» **GIVEN EXERCISE**:
Reproduce the stretch of lines from the one containing "Box storefront sign for me." through the one containing "[473,328,488,334]", requests included, and add 150 to every bounding-box coordinate in the answers. Output only those lines.

++++ RECORDS FOR THIS EXERCISE ++++

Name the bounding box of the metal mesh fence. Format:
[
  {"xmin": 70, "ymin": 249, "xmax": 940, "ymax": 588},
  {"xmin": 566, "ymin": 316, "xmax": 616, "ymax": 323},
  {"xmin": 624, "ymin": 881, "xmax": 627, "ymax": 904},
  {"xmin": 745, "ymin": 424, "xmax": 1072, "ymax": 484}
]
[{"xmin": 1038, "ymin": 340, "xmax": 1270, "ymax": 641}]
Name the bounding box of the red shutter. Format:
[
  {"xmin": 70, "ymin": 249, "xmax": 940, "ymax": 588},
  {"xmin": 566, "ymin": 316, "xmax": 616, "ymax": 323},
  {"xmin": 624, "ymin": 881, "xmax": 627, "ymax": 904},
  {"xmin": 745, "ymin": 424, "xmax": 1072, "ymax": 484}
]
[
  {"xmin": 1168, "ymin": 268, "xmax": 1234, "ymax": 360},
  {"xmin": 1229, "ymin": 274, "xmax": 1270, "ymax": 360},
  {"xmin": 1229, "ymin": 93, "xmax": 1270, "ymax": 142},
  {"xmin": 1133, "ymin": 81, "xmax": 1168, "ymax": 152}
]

++++
++++ RECORDS FOR THIS EXERCISE ++++

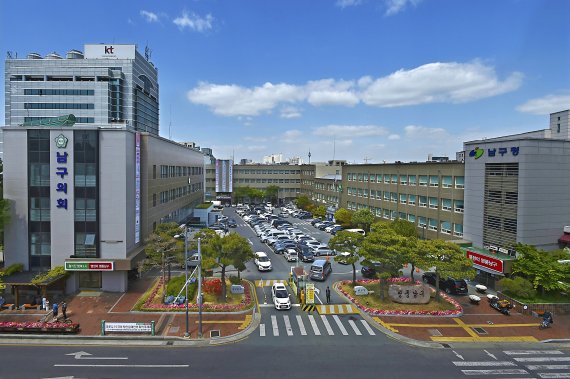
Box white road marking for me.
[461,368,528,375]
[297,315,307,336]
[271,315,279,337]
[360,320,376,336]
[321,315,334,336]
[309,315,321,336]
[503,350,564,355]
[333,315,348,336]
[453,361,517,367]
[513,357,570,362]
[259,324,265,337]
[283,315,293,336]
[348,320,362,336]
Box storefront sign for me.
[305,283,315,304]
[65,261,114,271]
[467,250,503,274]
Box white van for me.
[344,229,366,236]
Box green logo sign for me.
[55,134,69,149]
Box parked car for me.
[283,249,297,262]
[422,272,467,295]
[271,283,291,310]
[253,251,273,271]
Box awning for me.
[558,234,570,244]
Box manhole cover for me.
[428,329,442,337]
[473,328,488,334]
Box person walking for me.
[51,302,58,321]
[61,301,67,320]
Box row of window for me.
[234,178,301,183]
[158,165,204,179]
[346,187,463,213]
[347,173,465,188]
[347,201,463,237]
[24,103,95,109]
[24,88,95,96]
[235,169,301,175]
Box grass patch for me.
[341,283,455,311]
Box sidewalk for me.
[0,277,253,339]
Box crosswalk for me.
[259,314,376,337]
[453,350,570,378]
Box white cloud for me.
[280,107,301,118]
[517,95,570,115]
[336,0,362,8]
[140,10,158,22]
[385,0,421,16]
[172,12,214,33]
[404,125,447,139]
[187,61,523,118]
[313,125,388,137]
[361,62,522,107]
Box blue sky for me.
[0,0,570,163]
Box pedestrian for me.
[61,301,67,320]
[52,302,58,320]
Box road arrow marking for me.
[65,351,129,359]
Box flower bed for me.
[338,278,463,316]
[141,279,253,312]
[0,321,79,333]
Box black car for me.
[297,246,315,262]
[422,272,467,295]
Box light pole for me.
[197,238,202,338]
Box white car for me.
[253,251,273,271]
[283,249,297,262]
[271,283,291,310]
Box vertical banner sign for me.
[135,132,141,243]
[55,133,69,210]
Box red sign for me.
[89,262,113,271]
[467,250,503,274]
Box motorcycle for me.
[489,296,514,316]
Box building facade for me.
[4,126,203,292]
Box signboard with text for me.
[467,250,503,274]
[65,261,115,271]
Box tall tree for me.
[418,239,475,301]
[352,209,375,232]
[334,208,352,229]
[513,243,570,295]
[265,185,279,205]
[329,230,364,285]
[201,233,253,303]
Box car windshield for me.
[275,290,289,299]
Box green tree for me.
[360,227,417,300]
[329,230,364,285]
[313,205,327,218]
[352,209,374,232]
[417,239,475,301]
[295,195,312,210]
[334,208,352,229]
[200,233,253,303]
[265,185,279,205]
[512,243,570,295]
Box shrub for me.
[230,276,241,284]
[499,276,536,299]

++++
++++ RECORDS FOR THIS EXERCISE ++++

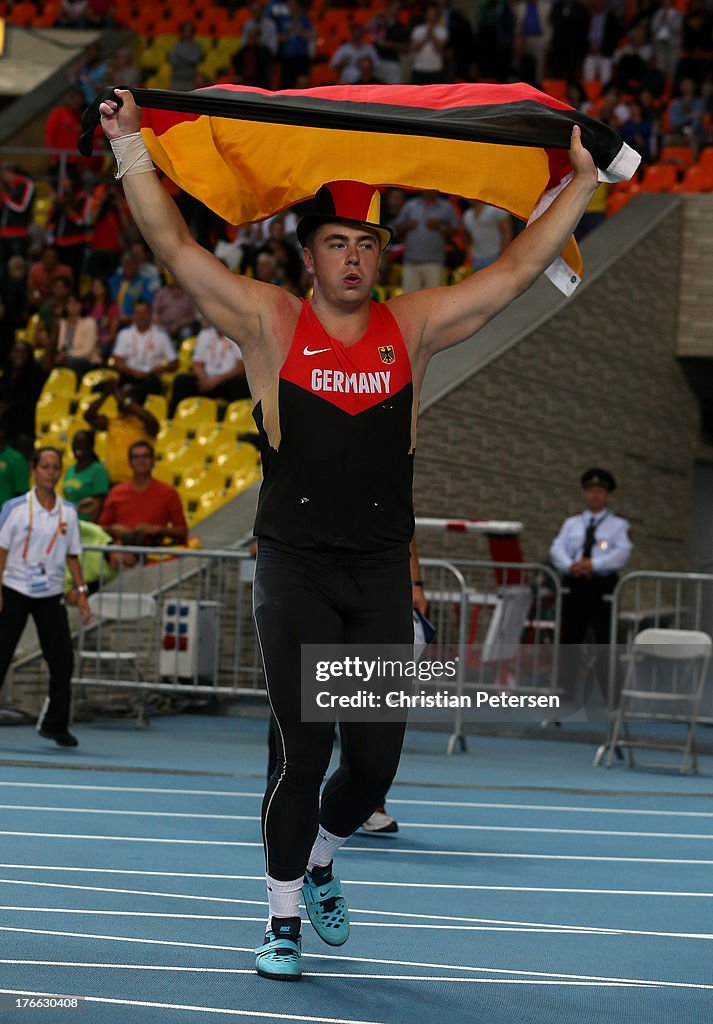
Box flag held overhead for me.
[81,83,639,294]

++++

» **EXERCISE RESPONSE**:
Box storefront sign for me.
[455,433,465,454]
[215,411,264,421]
[617,400,653,424]
Box white van for me.
[494,379,516,386]
Box green logo sign for me.
[205,284,219,299]
Box parked car for me.
[433,399,447,412]
[572,422,617,445]
[421,433,441,460]
[403,401,423,421]
Box awning for me.
[708,384,720,394]
Box manhole cover for me.
[578,479,592,487]
[623,478,638,484]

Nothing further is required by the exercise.